### What needs to be done
Copy all of the records below word for word, omitting the pictures.

### Source material
=-=-=

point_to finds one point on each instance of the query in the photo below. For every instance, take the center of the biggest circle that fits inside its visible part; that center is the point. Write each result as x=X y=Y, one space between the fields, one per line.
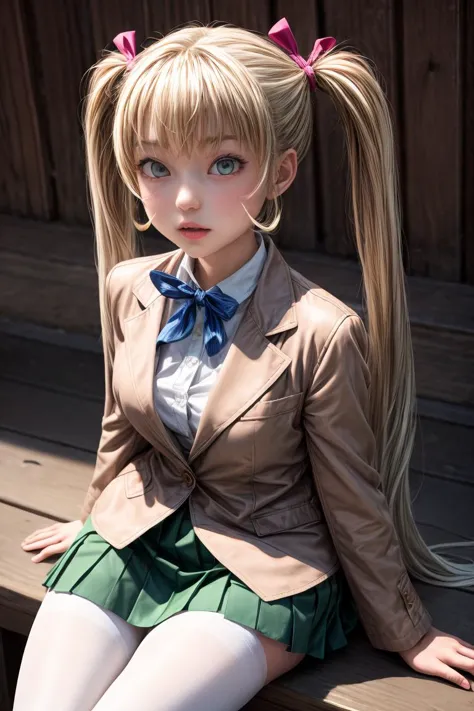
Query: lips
x=193 y=231
x=191 y=226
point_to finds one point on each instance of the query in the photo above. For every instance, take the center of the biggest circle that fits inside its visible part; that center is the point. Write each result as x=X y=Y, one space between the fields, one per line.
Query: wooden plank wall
x=424 y=54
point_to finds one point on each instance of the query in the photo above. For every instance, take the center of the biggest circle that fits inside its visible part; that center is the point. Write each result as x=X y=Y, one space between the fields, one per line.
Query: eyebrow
x=206 y=141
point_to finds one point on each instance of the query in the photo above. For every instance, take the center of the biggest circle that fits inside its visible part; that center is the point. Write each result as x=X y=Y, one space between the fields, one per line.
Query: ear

=-=-=

### Answer
point_to finds one point on each instance of the query in the photo below. For every instance, take the center of the biggest circle that fits inside its visible part; that center is the point. Write each result as x=X y=Y, one space between the fields, one per line.
Query: lips
x=193 y=231
x=191 y=226
point_to finds one point on each instance of the query in the photo above. For every instance, take the center of the biggest circle that fits inside its visible part; that center is the point. Write each result as x=X y=Y, one space between the fields, one per line.
Query: wooden plank wall
x=424 y=54
point_to finds one point on each instance of the query in the photo above. For every instance, take the center of the biggest circle that fits inside its visible part; that center is the point. Write each result as x=X y=Y, one space between the fields, one per line.
Query: eyebrow
x=206 y=141
point_to finds one point on each instance of the query in the photo above. For every instance, take the center of the biggest circle that fits inside its visible part; that center is the point. Write each result as x=X y=Y, one space between the fields, one per line.
Query: ear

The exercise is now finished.